▸ **What you are asked to do**: Set down each record exactly as written.
━━━ Given records
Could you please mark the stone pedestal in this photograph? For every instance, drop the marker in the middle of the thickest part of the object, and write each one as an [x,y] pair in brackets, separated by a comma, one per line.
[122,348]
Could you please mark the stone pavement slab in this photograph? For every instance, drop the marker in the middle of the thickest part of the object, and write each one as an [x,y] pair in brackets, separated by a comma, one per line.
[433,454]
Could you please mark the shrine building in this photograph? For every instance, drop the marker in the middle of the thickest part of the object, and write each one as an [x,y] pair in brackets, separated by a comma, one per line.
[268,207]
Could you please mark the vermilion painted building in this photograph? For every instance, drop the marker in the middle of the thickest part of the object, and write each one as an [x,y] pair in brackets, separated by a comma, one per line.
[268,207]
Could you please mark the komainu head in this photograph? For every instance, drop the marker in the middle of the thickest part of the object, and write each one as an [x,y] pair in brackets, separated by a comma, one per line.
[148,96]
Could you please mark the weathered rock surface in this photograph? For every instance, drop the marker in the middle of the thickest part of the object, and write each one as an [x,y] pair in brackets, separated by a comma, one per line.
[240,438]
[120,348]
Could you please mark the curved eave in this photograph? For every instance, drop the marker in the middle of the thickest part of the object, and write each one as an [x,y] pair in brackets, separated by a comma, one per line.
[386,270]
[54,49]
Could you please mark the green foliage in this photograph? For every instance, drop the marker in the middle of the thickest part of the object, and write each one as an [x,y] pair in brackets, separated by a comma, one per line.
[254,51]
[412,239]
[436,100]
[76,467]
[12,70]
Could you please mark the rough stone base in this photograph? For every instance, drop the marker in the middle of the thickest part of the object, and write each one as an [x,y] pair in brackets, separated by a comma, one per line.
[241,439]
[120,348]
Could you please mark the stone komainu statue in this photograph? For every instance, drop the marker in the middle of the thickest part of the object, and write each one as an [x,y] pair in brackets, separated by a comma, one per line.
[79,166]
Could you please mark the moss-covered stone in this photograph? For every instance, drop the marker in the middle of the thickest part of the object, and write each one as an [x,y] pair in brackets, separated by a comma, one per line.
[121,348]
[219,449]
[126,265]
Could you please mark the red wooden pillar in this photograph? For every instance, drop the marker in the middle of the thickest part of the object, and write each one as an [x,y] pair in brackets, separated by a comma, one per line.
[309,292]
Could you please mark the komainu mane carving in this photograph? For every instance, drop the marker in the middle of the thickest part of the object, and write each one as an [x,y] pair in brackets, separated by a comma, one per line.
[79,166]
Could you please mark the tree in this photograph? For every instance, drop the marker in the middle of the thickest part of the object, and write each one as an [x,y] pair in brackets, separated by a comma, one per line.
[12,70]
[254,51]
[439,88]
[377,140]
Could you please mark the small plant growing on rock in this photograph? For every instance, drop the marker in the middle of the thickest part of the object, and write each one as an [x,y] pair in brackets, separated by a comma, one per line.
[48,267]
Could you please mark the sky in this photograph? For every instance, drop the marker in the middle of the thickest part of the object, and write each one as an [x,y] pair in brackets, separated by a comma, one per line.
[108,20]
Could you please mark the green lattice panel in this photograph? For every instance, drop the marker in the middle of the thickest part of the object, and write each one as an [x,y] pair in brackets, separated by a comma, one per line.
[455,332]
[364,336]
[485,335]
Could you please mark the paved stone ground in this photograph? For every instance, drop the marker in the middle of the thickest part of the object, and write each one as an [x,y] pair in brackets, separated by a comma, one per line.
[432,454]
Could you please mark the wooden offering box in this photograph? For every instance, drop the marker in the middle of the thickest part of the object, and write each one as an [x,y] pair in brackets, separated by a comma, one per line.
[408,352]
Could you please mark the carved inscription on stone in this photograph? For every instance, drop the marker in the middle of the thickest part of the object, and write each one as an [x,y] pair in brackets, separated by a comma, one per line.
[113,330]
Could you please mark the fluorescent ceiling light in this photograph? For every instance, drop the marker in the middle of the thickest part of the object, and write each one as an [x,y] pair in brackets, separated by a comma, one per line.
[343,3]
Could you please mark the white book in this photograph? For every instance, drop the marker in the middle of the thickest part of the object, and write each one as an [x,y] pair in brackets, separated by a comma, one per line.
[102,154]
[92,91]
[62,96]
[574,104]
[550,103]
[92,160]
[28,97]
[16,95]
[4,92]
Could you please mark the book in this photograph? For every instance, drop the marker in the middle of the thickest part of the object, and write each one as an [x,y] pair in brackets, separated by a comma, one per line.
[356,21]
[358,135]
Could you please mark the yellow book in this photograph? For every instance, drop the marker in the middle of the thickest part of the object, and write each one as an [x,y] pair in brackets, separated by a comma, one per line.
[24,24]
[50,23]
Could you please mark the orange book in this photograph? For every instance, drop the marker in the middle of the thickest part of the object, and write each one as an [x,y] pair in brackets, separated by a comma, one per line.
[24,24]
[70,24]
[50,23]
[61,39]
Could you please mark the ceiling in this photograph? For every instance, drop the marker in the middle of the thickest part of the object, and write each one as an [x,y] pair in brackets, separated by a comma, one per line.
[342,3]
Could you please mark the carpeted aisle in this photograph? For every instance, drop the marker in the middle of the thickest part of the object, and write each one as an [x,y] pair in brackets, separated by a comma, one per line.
━━━━━━
▸ **Reply to the task**:
Could you please mark the stone pedestal in this photograph? For every instance, drop the marker in the middle of the thickest part of the object, and write each one as an [x,y] pair in brackets, separated by a comma, one per line.
[122,348]
Could you please mark the stone pavement slab in this photograph? For every instance, drop the marker in the middle of the thickest part of the object, and write each one as an [x,y] pair in brackets, separated by a comma, one per line.
[433,454]
Could you please mark the shrine building in this photograph? For every instance, drop the marker in the middle of the thickest part of the object, and write each one as an [x,y] pair in brackets, separated by a comma, one per line.
[268,207]
Could you please mark the vermilion painted building in this photograph? For every instance, drop the marker in the middle of the thickest part of the object, and write each one as an [x,y] pair in brackets, separated by a comma, one per line.
[268,207]
Could you please mark the komainu head in this photograph? For every instance, drop the marker in the middle of the thickest part of the object, and write each one as an [x,y] pair in brackets, separated by a comma, one per line.
[148,96]
Could you please mark the weathered rock surface in this photograph? For every instance, drop the marker in the middle of the thickest part of the object, and write each one as an [x,y] pair in brackets, separated by a comma, one per line.
[240,438]
[120,348]
Could you please mark the curved eave in this photograph? For every instance, drop the marker in the middle of the thickest part of the object, and write each one as an [x,y] pair in brackets, separated by a comma, one per line.
[386,270]
[54,49]
Could you please mark the green foliage in this photograph? For every instance, drop the marker in the middle of the thickest part of the object, and write each one as an [x,y] pair in brackets, separated by a comma, one per line.
[254,51]
[412,239]
[436,100]
[76,467]
[12,70]
Could you please mark the rough stone base in this photograph? For every instance, drop the marker in the middle of the thickest part of the object, and write each one as an [x,y] pair in brackets, separated by a comma, one per line.
[241,439]
[120,348]
Could you please mark the stone komainu statue in this photograph? For every instance, drop the marker in the middle of the thickest part of the object, and write each one as an [x,y] pair in brackets, separated by a comma, one per line.
[79,166]
Could you please mark the moss-covered stone in this photograph? For every instance, drop the marker in the middle of the thickest part of the object, and write each one as an [x,y] pair in brackets, separated by a comma, one per line.
[121,348]
[219,449]
[126,265]
Could you please mark the red wooden pillar in this photograph? For every instance, drop the marker in the middle of the thickest part of the object, and write each one as an [x,y] pair in brackets, separated by a comma, one per line.
[309,292]
Could you please mark the komainu mane carving in this photograph? For every instance, drop the marker in the middle of the thickest part of the object, and write each one as an [x,y] pair in brackets, separated by a comma, one per line.
[79,166]
Could you please mark the tree in this photograph? For every instance, drop the marker in the middle of the thickest part of the object, and write each one as an [x,y] pair in brackets, separated by a comma, one per line.
[12,70]
[254,51]
[439,88]
[377,140]
Could you please mark the small plant growing on rock in this photograph? For every instance, drop the marker in the middle of the thickest part of the object, and write each one as an [x,y] pair in brackets, separated by a comma, one per line.
[48,267]
Could you please mark the sky in this photograph? For every instance, drop the marker in the middle of the thickest part of the object, and write each one as an [x,y] pair in brackets, separated by a comma, one per line.
[108,20]
Could you please mark the green lattice panel in this photograph? For every instance, drop the marker in the middle of the thickest part of the object, and write each one as an [x,y] pair in brackets, separated by a comma, one per line.
[455,332]
[364,336]
[485,335]
Could you please mark the paved stone ground in this photograph? For every instance, drop the marker in the middle of the thickest part of the object, and write each one as an [x,y] pair in brackets, separated by a comma, one per line.
[432,454]
Could you please mark the wooden offering box in this photograph? For every instance, drop the marker in the middle of the thickest part of the object, and write each one as an [x,y] pair in brackets, separated by a comma, one per line.
[408,352]
Could you please mark the carved inscription on stone in this photograph? For every instance, drop the marker in the middle of the thickest part of the object, and write each one as an [x,y] pair in brackets, separated by a comma, one per line.
[113,330]
Could you please mark the fluorescent ceiling light in this photograph? For every instance, drop the marker in the middle of the thickest part of the object, and write each one as an [x,y] pair in brackets, separated by a comma, one per line.
[343,3]
Could you please mark the white book in this photograph? For every instance, drop the marker in the middle of the thickest part of the object, and write each one as an [x,y] pair in brackets, separated by a comma, one per line.
[102,154]
[92,91]
[62,96]
[574,104]
[550,103]
[92,160]
[28,97]
[16,95]
[4,92]
Could you please mark the book in this photograph? For every instance, drop the marker in the middle of the thickest part of the object, and write each one as an [x,y] pair in brackets, separated by a comma, one per line.
[356,21]
[358,135]
Could you please mark the yellow book in this photograph? For every instance, drop the marker in the middle of the thickest part of the object, and write each one as an [x,y] pair in brackets, separated by a comma, one per line.
[24,24]
[50,23]
Could you please mark the orange book in this photograph? For every instance, drop the marker in the middle of the thickest part of the object, and write each one as an [x,y] pair in brackets, separated by a comma, one per line.
[24,24]
[70,24]
[50,23]
[61,39]
Could you please mark the ceiling in this photograph? For every instance, drop the marker in the middle of the thickest part of the object, and write each one as an [x,y] pair in brackets, separated by a comma, one per line.
[342,3]
Could you please mark the carpeted aisle in this photograph? For every instance, drop the marker in the middle of the thickest part of the object, and write each one as an [x,y] pair in brackets, separated by a comma, one per line.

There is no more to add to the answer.